## Request A
Render this sentence from the radio transcript about Kafka's papers in Spanish: "Without Brod's defiance, we wouldn't have been able to read classic Kafka works like "The Trial.""
## Request B
Write the next part of the radio transcript about Kafka's papers, picking up right after its last line.

## Text to read
· · · ·
DEBBIE ELLIOTT, host:

This is ALL THINGS CONSIDERED from NPR News. I'm Debbie Elliott.

The author Franz Kafka famously demanded that his papers be burned after his death, but his friend and literary executor Max Brod refuse to do it. Brod said, Franz should have appointed another executor if he had been absolutely and finally determined that his instruction should stand. Without Brod's defiance, we wouldn't have been able to read classic Kafka works like "The Trial."

This week, with ethicist Randy Cohen, we'll hear from a listener with a similar dilemma. Adeline Talbot(ph) wrote to us from Greensboro, North Carolina, and she joins us on the line now. Hello. Welcome.

Ms. ADELINE TALBOT (Listener): Hello.

ELLIOTT: And, Randy, are you with us again? Hello.

RANDY COHEN: I am indeed. Hi, Debbie. Hi, Adeline.

ELLIOTT: Adeline, you say you are wondering what to do with your mother's papers. What's the situation there?
· · · ·
## Information provided
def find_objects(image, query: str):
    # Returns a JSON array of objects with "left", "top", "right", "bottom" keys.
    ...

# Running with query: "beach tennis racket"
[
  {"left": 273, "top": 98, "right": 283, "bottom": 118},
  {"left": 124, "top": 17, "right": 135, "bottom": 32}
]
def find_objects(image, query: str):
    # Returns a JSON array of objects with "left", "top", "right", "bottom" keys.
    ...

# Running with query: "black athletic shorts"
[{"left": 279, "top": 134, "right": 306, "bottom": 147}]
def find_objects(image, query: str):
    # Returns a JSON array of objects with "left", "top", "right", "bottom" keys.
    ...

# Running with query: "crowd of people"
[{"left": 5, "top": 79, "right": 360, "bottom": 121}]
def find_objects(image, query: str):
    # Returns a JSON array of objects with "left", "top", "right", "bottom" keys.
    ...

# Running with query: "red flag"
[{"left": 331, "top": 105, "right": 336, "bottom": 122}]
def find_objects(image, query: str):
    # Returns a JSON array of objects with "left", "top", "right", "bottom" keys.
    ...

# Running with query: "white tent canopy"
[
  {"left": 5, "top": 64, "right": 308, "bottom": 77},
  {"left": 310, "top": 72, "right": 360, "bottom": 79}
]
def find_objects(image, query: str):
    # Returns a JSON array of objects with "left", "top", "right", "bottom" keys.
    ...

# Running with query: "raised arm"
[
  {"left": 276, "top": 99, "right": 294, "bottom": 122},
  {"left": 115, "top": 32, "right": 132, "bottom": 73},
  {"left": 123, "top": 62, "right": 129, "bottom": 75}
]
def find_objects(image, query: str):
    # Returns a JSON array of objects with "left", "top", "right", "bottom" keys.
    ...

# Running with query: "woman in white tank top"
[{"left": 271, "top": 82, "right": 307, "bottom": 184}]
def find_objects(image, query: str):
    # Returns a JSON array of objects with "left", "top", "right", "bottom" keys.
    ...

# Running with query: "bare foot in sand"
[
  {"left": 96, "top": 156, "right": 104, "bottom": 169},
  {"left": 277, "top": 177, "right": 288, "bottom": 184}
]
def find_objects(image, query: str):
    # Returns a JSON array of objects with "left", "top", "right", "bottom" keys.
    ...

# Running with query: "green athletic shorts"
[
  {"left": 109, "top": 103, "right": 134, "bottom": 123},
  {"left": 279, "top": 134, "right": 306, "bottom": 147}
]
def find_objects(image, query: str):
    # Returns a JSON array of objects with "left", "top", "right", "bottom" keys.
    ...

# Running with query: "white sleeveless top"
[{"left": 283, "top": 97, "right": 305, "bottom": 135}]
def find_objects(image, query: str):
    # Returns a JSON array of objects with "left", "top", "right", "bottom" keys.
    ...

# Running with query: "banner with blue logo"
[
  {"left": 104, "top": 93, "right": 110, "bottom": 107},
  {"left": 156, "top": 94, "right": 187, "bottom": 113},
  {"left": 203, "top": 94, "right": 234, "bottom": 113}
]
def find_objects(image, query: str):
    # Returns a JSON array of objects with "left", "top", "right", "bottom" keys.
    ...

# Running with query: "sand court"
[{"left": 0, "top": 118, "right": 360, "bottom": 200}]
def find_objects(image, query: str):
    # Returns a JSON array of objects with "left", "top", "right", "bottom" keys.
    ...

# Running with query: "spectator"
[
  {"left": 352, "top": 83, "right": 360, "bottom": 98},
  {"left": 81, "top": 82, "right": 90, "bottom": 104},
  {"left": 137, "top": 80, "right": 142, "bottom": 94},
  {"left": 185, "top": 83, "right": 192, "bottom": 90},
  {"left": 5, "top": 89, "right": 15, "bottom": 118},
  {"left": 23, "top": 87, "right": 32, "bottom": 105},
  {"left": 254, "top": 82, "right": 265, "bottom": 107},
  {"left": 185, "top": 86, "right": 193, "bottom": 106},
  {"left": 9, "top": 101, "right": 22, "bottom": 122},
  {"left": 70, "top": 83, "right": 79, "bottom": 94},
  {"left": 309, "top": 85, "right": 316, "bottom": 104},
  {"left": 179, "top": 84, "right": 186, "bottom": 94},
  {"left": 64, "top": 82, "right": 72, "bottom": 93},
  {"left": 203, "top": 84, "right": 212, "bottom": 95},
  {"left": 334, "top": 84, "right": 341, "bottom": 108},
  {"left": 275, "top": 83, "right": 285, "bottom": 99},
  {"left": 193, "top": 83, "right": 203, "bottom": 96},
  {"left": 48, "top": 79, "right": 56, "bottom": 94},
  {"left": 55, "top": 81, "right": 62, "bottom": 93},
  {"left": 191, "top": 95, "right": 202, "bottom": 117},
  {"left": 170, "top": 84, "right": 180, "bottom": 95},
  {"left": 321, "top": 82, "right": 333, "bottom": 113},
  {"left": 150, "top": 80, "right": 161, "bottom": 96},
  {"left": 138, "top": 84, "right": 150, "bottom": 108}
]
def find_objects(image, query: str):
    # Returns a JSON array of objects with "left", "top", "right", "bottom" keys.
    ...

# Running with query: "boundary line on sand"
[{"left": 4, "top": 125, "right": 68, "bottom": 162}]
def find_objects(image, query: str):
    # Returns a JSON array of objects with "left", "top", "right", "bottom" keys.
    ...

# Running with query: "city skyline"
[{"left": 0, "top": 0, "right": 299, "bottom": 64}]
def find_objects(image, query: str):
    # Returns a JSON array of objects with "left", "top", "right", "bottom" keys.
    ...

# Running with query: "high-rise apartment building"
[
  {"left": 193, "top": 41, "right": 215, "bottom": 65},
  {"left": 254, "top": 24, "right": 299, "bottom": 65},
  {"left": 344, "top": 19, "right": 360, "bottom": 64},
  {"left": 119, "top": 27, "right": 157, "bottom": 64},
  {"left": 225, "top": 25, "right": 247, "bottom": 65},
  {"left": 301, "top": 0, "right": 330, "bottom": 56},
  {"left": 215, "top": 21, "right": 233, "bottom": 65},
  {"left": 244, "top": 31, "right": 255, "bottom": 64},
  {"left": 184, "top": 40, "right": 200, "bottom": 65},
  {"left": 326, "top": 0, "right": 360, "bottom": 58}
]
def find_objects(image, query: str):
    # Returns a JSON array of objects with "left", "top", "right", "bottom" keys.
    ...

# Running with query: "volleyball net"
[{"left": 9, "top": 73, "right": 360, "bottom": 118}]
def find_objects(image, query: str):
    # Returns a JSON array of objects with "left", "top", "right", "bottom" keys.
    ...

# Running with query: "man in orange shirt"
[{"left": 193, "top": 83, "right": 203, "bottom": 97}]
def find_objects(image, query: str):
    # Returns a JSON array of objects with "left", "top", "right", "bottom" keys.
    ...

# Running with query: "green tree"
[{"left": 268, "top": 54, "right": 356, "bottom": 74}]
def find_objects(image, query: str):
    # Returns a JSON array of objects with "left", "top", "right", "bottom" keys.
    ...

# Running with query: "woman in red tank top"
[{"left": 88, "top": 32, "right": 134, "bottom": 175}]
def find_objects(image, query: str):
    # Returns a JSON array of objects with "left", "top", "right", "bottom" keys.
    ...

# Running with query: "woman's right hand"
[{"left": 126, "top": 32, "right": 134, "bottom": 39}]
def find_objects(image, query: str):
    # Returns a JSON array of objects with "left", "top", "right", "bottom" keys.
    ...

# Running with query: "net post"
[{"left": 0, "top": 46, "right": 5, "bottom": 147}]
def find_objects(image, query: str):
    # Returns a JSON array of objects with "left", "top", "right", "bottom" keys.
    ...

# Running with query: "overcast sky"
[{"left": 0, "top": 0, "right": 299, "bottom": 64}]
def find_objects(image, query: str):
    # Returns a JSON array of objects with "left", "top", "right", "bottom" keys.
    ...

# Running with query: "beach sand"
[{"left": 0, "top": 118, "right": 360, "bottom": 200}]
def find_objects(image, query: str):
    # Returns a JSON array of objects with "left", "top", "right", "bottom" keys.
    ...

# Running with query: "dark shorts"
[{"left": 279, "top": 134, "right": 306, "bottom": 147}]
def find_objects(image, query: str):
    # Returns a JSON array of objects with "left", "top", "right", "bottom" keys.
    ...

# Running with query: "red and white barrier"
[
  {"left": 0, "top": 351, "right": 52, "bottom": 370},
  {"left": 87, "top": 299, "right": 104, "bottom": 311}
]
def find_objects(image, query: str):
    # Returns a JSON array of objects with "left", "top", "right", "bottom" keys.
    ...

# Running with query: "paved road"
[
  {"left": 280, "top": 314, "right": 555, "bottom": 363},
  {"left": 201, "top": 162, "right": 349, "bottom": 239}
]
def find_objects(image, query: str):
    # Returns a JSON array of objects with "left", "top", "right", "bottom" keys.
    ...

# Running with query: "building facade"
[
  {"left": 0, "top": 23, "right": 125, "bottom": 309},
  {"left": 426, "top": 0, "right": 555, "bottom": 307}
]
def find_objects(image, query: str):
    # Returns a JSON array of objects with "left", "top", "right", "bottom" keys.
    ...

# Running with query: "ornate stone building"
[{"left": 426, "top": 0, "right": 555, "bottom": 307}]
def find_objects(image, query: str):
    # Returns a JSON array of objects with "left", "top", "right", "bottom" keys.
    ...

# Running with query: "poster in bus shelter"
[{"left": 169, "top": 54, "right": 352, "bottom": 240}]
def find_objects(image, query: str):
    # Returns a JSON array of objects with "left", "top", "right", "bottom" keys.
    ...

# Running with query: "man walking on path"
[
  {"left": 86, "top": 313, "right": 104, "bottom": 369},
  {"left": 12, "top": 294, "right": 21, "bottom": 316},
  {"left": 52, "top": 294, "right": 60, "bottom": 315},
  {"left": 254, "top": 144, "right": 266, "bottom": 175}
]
· · · ·
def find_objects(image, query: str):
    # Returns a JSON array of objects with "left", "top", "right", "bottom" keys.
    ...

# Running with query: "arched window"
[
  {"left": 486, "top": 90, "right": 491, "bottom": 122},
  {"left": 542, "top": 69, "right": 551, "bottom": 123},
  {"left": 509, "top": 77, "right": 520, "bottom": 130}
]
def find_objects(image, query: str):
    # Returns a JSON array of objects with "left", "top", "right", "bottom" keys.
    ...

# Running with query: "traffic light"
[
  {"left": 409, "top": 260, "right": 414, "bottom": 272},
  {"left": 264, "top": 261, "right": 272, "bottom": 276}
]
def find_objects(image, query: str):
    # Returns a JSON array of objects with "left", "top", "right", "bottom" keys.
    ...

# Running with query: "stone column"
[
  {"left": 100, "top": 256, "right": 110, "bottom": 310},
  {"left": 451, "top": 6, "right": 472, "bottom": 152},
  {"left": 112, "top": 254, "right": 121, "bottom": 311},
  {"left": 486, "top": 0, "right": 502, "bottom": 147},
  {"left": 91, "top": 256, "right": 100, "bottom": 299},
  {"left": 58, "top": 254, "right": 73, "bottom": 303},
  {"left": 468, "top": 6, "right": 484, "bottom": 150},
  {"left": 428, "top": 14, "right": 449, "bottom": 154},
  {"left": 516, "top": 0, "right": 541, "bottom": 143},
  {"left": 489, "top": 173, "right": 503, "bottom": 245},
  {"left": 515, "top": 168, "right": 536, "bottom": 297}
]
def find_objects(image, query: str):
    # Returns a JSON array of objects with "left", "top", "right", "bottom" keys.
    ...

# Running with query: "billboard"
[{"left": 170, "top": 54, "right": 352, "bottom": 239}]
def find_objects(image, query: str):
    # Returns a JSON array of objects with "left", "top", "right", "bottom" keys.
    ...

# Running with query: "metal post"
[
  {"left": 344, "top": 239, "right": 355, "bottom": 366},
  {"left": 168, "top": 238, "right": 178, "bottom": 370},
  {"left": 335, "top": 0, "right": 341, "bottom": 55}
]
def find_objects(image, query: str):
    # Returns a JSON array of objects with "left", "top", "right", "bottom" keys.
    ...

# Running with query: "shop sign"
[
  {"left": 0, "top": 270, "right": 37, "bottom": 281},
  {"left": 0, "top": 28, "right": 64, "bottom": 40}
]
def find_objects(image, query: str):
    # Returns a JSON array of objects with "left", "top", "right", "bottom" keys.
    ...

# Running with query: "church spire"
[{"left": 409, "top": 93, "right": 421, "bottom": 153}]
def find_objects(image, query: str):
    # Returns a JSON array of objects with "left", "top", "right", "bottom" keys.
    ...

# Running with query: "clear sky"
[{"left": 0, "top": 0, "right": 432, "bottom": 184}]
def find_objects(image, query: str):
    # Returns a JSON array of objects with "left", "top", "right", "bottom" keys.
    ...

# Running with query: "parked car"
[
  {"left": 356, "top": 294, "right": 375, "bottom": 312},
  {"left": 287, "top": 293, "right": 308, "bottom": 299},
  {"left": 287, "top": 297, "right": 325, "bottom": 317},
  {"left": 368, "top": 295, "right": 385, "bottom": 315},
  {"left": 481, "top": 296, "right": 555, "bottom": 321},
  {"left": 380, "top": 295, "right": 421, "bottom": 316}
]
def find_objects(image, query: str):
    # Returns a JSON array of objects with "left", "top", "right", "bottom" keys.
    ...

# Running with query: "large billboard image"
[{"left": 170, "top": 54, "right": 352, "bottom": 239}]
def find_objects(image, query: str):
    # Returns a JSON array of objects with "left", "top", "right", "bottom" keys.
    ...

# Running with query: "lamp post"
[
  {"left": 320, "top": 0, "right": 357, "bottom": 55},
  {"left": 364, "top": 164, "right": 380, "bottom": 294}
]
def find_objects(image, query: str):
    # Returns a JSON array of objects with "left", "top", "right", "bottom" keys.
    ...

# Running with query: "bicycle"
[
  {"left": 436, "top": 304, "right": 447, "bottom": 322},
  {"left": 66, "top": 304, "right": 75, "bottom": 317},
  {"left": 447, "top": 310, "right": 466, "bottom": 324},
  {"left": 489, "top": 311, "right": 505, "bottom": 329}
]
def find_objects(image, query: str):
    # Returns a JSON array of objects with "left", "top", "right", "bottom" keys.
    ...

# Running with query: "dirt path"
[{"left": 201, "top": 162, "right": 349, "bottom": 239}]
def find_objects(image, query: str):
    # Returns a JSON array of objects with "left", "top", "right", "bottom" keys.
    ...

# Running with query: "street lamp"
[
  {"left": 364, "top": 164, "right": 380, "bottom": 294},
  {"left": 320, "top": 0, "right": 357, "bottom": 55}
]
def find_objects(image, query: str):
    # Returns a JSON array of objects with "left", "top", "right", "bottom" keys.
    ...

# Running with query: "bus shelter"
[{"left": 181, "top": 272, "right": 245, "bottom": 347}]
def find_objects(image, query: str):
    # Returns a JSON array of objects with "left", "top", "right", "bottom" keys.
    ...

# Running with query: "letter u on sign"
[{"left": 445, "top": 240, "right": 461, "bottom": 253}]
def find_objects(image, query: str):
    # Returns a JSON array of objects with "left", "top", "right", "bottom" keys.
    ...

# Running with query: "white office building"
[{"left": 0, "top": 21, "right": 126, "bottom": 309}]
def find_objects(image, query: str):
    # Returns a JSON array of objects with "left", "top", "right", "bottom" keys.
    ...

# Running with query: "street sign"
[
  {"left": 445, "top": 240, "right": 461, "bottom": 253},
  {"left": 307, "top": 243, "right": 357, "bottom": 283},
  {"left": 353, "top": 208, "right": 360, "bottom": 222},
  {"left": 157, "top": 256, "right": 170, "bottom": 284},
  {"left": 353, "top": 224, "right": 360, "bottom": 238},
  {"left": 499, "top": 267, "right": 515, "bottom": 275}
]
· · · ·
## Exercise result A
Sin la desobediencia de Brod, no habríamos podido leer obras clásicas de Kafka como «El proceso».

## Exercise result B
Ms. TALBOT: Well, my mother died unexpectedly three years ago in an accident. And she had been a practicing artist for many years, and she left a large body of work including sketchbooks and journals. And over the years, she's asked two family friends to promise to burn her journal and sketchbooks should she die unexpectedly. Well, when she did die, we were conflicted about doing that, and it's interesting you read the Kafka intro because I was aware of that, and I thought of it often in the last three years.

And we just still don't know what to do. We packed them away, no one's read them, and just wondered what the ethical basis for making this decision. She's gone, so she can't be harmed by this, but also with her wish, who's right?

ELLIOTT: Now, did she put this in her will? You mentioned that friend - her friends have told you this. Was anything in writing?

Ms. TALBOT: No. Nothing was in writing. There's no legal - you know, legally binding aspect of - it's just to honor her wish. I'm the literalist. I feel like if she wanted us to burn it, then we should probably do that. But I'm one of four sisters and two family friends.

ELLIOT: How did the others feel?

Ms. TALBOT: They are - two are on the fence, and the other sister really wants to keep the material and if necessary have a neutral party go through and just pull all, for example, the sketches, anything that would be of value in relation to my mother's work.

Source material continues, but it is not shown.